Point-per-instance localization data:
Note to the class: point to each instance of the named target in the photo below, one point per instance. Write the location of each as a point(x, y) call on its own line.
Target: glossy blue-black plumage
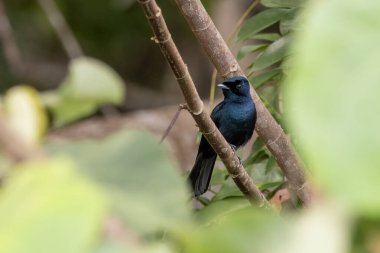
point(235, 118)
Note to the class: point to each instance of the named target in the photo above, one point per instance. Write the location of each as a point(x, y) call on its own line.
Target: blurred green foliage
point(123, 193)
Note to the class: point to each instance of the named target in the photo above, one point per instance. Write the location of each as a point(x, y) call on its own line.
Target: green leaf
point(88, 84)
point(266, 36)
point(243, 229)
point(92, 80)
point(218, 176)
point(282, 3)
point(332, 100)
point(274, 53)
point(256, 156)
point(46, 206)
point(244, 51)
point(259, 22)
point(146, 190)
point(288, 22)
point(262, 78)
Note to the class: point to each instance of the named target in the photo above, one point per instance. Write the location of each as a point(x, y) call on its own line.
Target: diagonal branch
point(195, 104)
point(11, 51)
point(267, 128)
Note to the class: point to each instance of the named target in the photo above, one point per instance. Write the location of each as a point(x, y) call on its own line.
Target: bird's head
point(237, 86)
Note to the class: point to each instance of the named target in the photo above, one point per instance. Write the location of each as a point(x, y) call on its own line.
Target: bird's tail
point(200, 175)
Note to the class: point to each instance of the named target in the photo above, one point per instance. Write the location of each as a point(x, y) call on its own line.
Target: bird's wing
point(217, 113)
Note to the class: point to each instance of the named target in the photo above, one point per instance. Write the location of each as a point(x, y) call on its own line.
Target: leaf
point(332, 100)
point(262, 78)
point(67, 110)
point(228, 190)
point(46, 206)
point(88, 84)
point(244, 51)
point(92, 80)
point(259, 22)
point(274, 53)
point(220, 208)
point(146, 190)
point(25, 113)
point(266, 36)
point(282, 3)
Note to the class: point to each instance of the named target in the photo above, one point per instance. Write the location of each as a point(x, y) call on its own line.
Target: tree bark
point(267, 128)
point(195, 104)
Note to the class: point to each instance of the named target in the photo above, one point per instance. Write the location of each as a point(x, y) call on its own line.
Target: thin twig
point(61, 28)
point(11, 51)
point(195, 104)
point(229, 41)
point(267, 128)
point(13, 146)
point(167, 131)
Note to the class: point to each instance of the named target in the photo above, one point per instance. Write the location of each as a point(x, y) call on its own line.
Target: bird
point(235, 117)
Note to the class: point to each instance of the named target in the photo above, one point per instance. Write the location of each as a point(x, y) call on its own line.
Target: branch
point(13, 146)
point(57, 20)
point(11, 50)
point(267, 128)
point(195, 104)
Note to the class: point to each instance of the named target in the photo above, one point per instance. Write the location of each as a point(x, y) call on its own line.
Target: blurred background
point(85, 96)
point(115, 32)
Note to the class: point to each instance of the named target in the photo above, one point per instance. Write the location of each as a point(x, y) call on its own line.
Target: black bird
point(235, 117)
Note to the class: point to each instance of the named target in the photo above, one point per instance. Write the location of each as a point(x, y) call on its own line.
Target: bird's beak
point(223, 86)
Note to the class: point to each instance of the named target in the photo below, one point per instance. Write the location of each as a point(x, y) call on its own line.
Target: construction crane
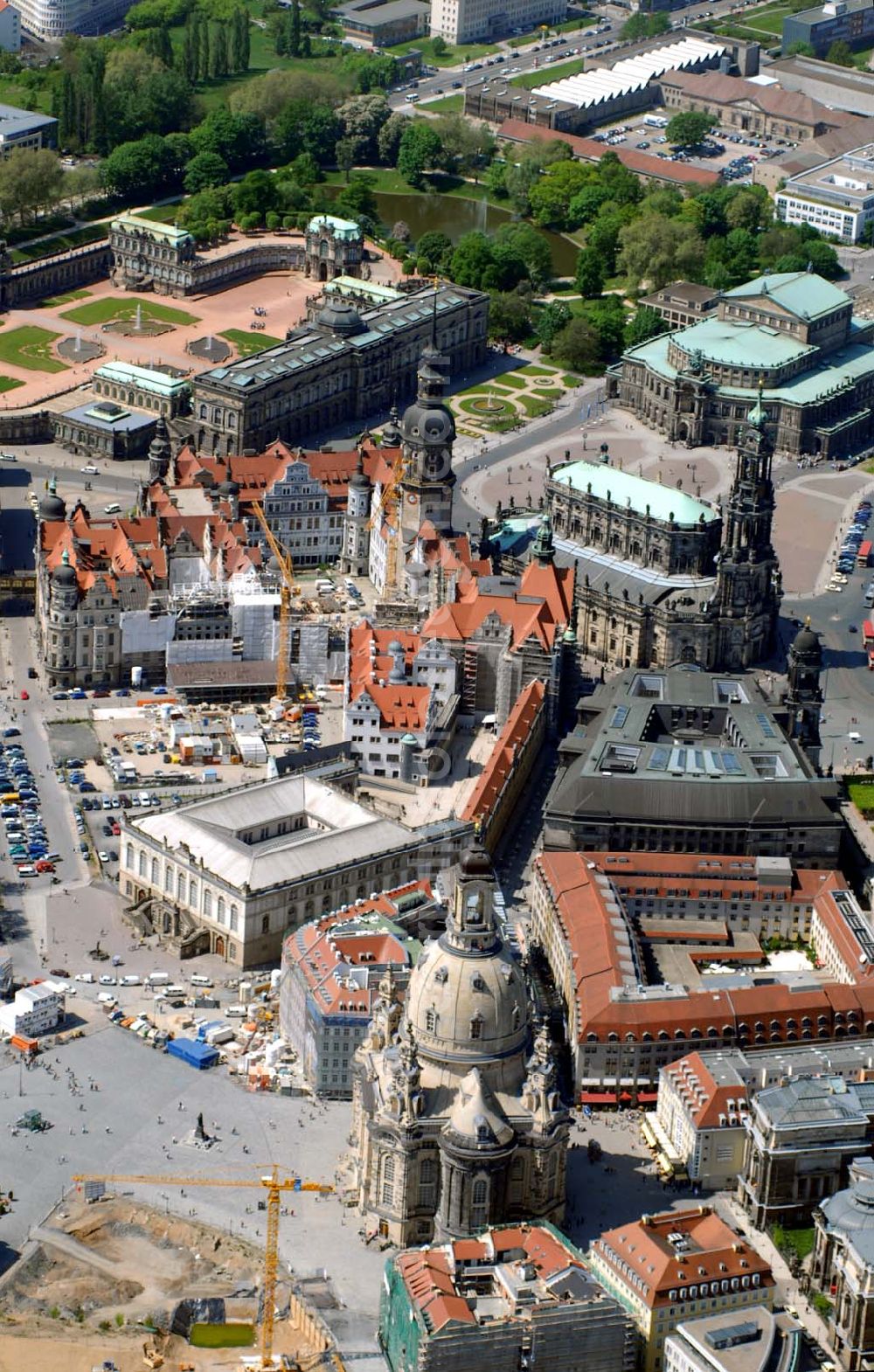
point(382, 509)
point(287, 589)
point(274, 1186)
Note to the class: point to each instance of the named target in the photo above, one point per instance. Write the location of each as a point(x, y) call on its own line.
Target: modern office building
point(510, 1299)
point(689, 762)
point(844, 21)
point(753, 1342)
point(10, 26)
point(24, 129)
point(474, 21)
point(801, 1142)
point(837, 197)
point(669, 1268)
point(792, 334)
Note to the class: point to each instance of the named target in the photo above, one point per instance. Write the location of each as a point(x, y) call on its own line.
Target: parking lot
point(726, 151)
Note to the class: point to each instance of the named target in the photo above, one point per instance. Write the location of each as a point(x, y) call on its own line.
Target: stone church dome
point(467, 1001)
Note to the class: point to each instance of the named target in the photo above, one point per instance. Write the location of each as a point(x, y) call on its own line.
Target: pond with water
point(454, 216)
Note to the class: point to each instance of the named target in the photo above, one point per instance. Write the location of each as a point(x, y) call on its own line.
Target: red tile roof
point(503, 759)
point(715, 1253)
point(579, 907)
point(587, 149)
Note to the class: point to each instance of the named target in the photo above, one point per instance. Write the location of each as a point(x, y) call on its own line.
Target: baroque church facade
point(457, 1119)
point(703, 592)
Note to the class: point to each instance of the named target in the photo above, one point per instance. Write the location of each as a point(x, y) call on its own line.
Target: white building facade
point(468, 21)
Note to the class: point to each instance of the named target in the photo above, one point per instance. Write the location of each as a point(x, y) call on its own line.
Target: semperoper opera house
point(792, 332)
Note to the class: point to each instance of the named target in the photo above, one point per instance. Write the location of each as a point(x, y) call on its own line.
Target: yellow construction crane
point(287, 589)
point(274, 1184)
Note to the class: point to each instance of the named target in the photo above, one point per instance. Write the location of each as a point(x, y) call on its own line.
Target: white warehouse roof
point(601, 84)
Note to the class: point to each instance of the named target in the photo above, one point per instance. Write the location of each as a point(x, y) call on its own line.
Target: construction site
point(113, 1285)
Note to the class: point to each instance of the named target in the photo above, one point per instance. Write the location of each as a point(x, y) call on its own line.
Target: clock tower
point(427, 437)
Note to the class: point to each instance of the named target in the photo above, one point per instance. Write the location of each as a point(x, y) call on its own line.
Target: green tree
point(644, 324)
point(589, 277)
point(531, 247)
point(419, 149)
point(577, 344)
point(389, 139)
point(551, 322)
point(660, 250)
point(840, 54)
point(689, 128)
point(510, 317)
point(471, 260)
point(205, 169)
point(435, 248)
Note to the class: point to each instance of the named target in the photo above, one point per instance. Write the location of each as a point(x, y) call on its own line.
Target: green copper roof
point(803, 294)
point(342, 228)
point(127, 373)
point(737, 343)
point(844, 366)
point(635, 493)
point(168, 232)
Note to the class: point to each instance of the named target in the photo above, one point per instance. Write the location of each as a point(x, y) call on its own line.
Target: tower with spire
point(746, 596)
point(427, 437)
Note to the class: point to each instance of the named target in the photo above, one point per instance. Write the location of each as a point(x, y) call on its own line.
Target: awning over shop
point(648, 1133)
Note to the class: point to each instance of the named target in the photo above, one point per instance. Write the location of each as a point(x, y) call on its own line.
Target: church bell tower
point(748, 580)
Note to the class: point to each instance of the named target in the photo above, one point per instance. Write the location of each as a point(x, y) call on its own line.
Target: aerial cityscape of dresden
point(437, 727)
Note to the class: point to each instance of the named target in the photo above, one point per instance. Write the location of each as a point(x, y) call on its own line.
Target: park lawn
point(221, 1335)
point(161, 213)
point(108, 309)
point(545, 76)
point(31, 347)
point(862, 794)
point(248, 343)
point(532, 406)
point(446, 105)
point(59, 243)
point(51, 302)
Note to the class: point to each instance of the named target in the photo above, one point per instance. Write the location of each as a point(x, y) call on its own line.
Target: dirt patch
point(99, 1278)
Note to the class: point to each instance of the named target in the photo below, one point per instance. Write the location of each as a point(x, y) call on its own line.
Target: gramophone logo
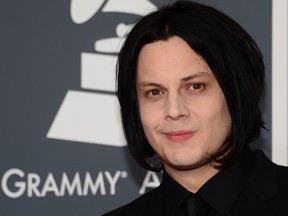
point(93, 117)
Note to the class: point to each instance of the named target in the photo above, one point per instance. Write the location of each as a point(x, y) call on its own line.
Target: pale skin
point(183, 110)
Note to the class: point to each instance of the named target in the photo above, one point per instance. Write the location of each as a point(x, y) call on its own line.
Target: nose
point(176, 108)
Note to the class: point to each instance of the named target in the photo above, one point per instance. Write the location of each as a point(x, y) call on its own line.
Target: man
point(189, 84)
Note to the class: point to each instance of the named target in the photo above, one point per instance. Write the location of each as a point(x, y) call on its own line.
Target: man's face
point(183, 110)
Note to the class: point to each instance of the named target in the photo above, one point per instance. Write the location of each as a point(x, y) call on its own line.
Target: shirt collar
point(222, 189)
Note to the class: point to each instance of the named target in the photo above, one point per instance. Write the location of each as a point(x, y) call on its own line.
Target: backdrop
point(62, 147)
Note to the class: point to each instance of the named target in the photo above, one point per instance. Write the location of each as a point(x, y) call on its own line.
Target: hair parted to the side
point(231, 54)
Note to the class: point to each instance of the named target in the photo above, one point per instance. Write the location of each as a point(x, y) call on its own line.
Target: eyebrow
point(184, 79)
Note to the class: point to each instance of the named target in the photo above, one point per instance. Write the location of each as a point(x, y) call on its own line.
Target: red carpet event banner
point(63, 151)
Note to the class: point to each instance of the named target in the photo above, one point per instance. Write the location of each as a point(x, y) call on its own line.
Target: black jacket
point(252, 186)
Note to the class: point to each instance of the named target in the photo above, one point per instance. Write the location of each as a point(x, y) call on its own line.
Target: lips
point(179, 136)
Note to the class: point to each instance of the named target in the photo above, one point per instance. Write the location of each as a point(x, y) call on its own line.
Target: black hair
point(232, 55)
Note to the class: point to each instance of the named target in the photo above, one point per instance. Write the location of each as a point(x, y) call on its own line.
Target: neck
point(192, 179)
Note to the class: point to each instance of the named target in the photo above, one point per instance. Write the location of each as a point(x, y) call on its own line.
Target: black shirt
point(252, 186)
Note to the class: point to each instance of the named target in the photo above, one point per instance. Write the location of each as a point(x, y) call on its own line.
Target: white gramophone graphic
point(92, 117)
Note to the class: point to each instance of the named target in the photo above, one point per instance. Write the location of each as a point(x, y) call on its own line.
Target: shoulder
point(269, 181)
point(147, 204)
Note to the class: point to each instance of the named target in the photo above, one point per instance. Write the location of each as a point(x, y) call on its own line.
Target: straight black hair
point(231, 54)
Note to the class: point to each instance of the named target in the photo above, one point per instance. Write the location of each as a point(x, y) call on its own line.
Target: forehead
point(170, 58)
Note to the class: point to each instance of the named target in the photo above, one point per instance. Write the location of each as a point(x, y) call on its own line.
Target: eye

REQUIRED ACTION:
With the line containing "Target: shoulder" as the first and the last line of the data as the final one, copy every line between them exactly, those two included.

SOLUTION TO THE PROBLEM:
Target: shoulder
point(269, 181)
point(147, 204)
Note to the class: point to each instance of the named target in the photo above, one point per instance. Write the location of each as a point(x, y) call on its own line.
Target: straight black hair
point(231, 54)
Note to the class: point to each instance of the named target in the photo above, one point per instance. Write the location of each as a point(x, y) call on its own line.
Target: forehead
point(170, 58)
Note to the class: point to each instance of the named target in the photo above, one point per instance. Write the location of each as a point(x, y) call on its own line.
Target: eye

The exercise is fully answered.